EXTRACT TO READ:
>>>
Sunday, 20 July 2014

Is it the greatest, or is it just standing on a box?

I follow all sorts of nonsense on twitter, as you would expect.   I follow this brilliant thing called classic photos (@History_pics), which links into lots of historical photographic sites.  The other day I saw a photo with the legend “The world’s biggest horse!”, and my first though was, of course, “How do they know?” My second though was “Is it standing on a box?”

Many are hailing this summer’s world cup as the best one ever.  I admit it largely passed me by; I was allowed to iron along to the Brazil-Germany mismatch, but other than that, I wasn’t bothered.  It appears to have been open and entertaining and full of the usual stories of heroes, villains and daring do.  As far as I’m concerned, Italia 90 will always be the best ever world cup, but that is tinged with rose-tinted nostalgia, and the fact we had a team, a manager worthy of the name and a chance greater than a prayer.  But again, you have to ask, how do they know?  How will it be measured?  Goals? People watching globally? Oral hygiene?

I’ve always preferred it when greatness has come tinged with a hint of irony, such as Tenacious D’s “Best and Greatest Song in the world Ever….tribute”.  But who’s to say it wasn’t, and how will it be measured?  When I was younger I used to read music magazines religiously, and at least once a year they would compile a “100 greatest albums ever” chart.  It invariably ended up with the Beatles’ Revolver coming top, but again, how is it measured?  Who’s to say that the two best albums this year (Crimson / Red by Prefab Sprout and Love Letters by Metronomy since you asked) will not soon send Revolver toppling?

It’s all about the measuring.  The benchmarks.  The indicators. 

Regular fliers of my blog will recall that I predicted a few weeks ago that our outcomes – our measures – were not looking too clever.  Sadly, and highly unpredictably to many of the women I work with, I was right.  I was gutted.  Devastated.

I felt like I had been kicked on a thousand fronts, but not one of them about me.  I have enough self-loathing in the tank for any man.  No, I was gutted for the kids, and for the staff who have worked so hard. How will we be measured, if the measurements do not give an accurate reflection?  It feels as if we will be measured using a picture of the school that is 10 years out of date.  And blurred.  With a coffee ring in the top corner.
<<<
WRITTEN TASK 1: Convert the records into a numbered list, starting at the line that contains "shown in [252,78]." and ending at the last line of the records. Leave out any blank lines.
The blog post and the records come from unrelated sources.

INPUT RECORDS:
>>>
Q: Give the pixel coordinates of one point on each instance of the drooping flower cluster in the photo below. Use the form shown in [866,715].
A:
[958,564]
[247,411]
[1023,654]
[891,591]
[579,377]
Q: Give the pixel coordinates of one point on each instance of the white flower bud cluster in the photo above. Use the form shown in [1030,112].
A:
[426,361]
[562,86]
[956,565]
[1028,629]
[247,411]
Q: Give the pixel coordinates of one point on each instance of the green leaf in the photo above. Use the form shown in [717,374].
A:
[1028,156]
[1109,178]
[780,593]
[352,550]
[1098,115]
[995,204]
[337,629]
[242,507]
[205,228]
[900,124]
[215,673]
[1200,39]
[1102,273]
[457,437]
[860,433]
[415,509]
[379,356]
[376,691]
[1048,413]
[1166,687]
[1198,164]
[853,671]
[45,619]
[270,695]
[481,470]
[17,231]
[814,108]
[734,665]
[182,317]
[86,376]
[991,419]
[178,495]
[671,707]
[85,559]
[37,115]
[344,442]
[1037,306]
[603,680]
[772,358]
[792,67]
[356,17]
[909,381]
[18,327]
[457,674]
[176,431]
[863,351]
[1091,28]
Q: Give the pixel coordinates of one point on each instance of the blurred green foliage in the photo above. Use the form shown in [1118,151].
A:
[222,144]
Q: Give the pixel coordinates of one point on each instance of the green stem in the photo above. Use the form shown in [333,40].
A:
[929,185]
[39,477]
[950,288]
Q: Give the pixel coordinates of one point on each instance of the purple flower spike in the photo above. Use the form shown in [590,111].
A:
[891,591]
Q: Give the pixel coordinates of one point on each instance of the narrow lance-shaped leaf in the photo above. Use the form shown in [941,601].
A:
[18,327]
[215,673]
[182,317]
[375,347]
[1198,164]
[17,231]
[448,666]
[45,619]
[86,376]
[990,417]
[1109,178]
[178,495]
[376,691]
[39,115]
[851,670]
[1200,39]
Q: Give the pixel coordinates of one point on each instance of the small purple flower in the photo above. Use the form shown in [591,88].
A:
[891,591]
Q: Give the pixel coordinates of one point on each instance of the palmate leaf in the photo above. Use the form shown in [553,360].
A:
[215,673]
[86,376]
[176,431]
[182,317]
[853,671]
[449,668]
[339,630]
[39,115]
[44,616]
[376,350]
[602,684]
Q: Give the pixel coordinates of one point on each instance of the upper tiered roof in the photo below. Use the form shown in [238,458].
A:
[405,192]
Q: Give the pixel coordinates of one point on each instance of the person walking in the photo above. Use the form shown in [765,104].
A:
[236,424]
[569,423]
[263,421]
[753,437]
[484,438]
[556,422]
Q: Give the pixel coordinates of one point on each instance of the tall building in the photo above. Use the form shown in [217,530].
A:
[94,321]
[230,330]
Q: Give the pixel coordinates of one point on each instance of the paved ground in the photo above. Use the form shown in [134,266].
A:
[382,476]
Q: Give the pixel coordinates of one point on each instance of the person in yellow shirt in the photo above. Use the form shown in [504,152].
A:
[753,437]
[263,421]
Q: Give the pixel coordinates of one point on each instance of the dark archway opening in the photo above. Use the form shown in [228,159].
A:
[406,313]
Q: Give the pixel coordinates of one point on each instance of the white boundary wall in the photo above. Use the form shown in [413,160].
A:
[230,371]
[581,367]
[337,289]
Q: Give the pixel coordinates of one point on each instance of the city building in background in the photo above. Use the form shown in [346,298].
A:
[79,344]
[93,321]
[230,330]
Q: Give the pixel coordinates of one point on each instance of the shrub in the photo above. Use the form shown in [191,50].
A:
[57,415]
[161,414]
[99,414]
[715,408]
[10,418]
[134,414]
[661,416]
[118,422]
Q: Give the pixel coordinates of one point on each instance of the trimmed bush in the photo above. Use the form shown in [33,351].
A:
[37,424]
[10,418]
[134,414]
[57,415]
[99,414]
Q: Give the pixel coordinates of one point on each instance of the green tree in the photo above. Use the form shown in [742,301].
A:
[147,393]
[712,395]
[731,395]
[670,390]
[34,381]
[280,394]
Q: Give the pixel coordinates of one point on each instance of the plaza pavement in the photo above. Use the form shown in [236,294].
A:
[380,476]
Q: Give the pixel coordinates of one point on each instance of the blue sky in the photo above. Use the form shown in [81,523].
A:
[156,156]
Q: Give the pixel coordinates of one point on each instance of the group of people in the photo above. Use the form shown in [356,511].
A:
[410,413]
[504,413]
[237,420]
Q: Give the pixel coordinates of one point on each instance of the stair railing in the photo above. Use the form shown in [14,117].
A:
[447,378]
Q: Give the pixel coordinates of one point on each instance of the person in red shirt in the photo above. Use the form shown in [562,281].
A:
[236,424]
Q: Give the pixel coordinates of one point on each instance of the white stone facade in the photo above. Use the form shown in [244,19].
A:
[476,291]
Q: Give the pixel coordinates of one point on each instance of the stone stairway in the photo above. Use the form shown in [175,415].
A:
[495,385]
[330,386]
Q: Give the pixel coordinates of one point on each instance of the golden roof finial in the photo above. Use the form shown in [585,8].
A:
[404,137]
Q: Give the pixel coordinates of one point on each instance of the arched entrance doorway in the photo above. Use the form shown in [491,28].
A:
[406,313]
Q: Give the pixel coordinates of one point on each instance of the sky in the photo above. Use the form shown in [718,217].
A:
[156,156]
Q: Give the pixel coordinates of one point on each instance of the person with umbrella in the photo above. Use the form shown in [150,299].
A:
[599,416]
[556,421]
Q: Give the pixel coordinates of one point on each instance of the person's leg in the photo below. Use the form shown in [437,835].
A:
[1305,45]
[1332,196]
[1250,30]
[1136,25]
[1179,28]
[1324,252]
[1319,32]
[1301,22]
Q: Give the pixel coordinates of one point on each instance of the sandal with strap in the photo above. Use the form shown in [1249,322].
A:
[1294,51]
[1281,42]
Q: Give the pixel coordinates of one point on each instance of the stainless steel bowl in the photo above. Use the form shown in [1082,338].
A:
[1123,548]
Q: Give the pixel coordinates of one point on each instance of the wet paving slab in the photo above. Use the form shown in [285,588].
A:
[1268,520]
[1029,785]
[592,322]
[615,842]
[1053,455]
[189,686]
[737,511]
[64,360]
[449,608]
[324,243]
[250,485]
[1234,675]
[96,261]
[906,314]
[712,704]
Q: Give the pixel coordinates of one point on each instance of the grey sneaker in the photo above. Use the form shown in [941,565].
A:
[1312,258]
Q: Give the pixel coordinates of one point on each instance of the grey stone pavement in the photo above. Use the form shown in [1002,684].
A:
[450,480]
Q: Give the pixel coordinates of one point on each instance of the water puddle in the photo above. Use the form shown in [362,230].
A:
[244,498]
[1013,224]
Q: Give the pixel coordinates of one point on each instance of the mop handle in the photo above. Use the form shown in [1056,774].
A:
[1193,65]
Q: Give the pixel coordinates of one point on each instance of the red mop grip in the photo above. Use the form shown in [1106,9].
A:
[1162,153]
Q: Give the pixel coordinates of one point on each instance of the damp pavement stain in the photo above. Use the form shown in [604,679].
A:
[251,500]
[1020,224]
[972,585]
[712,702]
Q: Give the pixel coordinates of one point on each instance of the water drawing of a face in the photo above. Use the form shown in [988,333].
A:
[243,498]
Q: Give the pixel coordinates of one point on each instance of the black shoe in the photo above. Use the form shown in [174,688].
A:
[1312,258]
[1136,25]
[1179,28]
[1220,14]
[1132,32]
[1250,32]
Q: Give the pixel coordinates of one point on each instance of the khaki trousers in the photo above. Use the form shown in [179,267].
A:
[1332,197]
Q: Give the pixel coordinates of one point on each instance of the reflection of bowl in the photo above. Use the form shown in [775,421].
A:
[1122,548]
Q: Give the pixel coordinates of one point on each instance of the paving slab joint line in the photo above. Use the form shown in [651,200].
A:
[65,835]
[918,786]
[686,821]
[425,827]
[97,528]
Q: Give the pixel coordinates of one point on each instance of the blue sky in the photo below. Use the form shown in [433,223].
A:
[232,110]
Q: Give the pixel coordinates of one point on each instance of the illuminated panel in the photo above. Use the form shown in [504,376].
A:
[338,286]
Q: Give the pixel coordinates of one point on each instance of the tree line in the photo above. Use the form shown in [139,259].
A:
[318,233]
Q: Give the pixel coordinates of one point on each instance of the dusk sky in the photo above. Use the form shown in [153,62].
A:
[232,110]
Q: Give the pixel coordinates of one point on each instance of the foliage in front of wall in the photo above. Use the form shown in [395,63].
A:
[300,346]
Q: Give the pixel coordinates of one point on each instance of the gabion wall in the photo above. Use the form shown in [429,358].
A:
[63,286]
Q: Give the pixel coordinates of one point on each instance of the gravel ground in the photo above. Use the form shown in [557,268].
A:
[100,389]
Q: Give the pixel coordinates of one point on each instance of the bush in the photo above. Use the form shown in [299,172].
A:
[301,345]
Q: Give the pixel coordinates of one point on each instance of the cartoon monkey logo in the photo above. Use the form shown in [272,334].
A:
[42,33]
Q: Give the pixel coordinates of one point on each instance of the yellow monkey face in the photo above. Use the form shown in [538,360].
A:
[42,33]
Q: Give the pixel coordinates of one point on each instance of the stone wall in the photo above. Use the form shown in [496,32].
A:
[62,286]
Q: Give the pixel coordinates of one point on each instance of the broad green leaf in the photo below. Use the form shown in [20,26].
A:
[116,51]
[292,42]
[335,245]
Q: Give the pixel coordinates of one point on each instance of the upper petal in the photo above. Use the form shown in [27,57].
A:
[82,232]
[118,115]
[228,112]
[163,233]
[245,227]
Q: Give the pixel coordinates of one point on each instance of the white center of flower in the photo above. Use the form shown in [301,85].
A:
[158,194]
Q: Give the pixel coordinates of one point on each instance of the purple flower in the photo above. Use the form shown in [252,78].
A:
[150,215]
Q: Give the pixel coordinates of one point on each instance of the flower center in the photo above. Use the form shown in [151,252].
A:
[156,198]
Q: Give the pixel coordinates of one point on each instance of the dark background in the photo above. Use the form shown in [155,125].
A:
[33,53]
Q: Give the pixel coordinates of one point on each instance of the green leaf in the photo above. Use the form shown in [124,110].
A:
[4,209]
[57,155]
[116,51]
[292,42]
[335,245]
<<<
WRITTEN TASK 2: Output the part of the blog post on measuring greatness starting at "I’ve always preferred" and ending at "benchmarks.  The indicators.", copied word for word.

EXPECTED OUTPUT 1:
1. Q: Give the pixel coordinates of one point on each instance of the purple flower in the photo above. Use the form shown in [252,78].
2. A:
3. [150,215]
4. Q: Give the pixel coordinates of one point on each instance of the flower center in the photo above. Use the form shown in [151,252].
5. A:
6. [156,198]
7. Q: Give the pixel coordinates of one point on each instance of the dark background in the photo above. Use the form shown in [155,125].
8. A:
9. [33,53]
10. Q: Give the pixel coordinates of one point on each instance of the green leaf in the photo above. Use the form shown in [124,110].
11. A:
12. [4,209]
13. [57,155]
14. [116,51]
15. [292,42]
16. [335,245]

EXPECTED OUTPUT 2:
I’ve always preferred it when greatness has come tinged with a hint of irony, such as Tenacious D’s “Best and Greatest Song in the world Ever….tribute”.  But who’s to say it wasn’t, and how will it be measured?  When I was younger I used to read music magazines religiously, and at least once a year they would compile a “100 greatest albums ever” chart.  It invariably ended up with the Beatles’ Revolver coming top, but again, how is it measured?  Who’s to say that the two best albums this year (Crimson / Red by Prefab Sprout and Love Letters by Metronomy since you asked) will not soon send Revolver toppling?

It’s all about the measuring.  The benchmarks.  The indicators.